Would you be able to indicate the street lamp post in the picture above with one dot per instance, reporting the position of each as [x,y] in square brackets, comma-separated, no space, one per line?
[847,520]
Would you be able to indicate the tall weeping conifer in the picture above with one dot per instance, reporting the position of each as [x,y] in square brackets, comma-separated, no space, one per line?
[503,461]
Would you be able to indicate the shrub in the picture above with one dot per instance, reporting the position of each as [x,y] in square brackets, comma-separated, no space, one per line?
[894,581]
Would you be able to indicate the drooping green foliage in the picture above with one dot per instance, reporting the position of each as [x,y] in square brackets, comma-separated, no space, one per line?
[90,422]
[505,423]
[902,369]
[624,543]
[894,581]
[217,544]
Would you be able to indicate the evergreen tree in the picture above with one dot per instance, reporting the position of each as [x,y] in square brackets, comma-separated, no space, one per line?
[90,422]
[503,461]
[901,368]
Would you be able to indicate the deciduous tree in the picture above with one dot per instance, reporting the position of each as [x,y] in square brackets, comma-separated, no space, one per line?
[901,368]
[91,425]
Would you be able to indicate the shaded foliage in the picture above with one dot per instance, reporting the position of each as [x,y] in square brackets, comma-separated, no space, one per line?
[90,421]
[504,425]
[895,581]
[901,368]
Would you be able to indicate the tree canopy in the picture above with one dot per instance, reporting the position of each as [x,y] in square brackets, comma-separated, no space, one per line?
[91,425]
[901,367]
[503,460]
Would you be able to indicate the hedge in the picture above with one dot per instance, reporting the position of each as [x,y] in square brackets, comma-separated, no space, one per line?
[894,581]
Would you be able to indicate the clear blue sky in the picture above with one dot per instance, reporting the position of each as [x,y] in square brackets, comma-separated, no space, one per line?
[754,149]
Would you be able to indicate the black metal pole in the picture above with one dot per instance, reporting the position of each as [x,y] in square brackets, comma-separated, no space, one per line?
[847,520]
——————————
* EXERCISE DESCRIPTION
Express the part of the records that opens with the line containing "Would you be able to indicate the deciduous" and runs through the end of the records as a two-column CSV with the columns instruction and response. Give one row per record, putting its text and its answer each in a single quoted field and replacing any line breaks with spaces.

* THE ANSWER
instruction,response
"Would you be able to indicate the deciduous tree in the picture above with one dot per instance, reporting the position of each as [x,y] in square brackets, comma-separated, no space, one per line?","[901,368] [91,425]"
"Would you be able to indicate the shaded foliage in the picture above with one dot per instance, reporting the position of each as [x,y] in square brackets, comma-separated, no space, one per line?","[90,421] [504,425] [895,581] [901,368]"
"Would you be able to indicate the tree canopy in the picture above with one dot per instance, reporting the position of each as [x,y] in square brackets, comma-separated, no space, one per line?","[91,425] [901,367] [503,460]"
"Would you be able to indicate the hedge in the picture above with one dot per instance, reporting the position of each as [x,y] in square brackets, comma-separated, no space, one per line?","[894,581]"
"Would you be able to indicate the clear blue sky in the picture above with one dot per instance, reporting the position of each as [x,y] in square brackets, comma-separated, no space, one per line?","[754,149]"
"Would you be able to indicate the black metal pole in the picture above with one dot per instance, reporting the position of each as [x,y] in square brackets, comma-separated, no space, one per line?","[847,520]"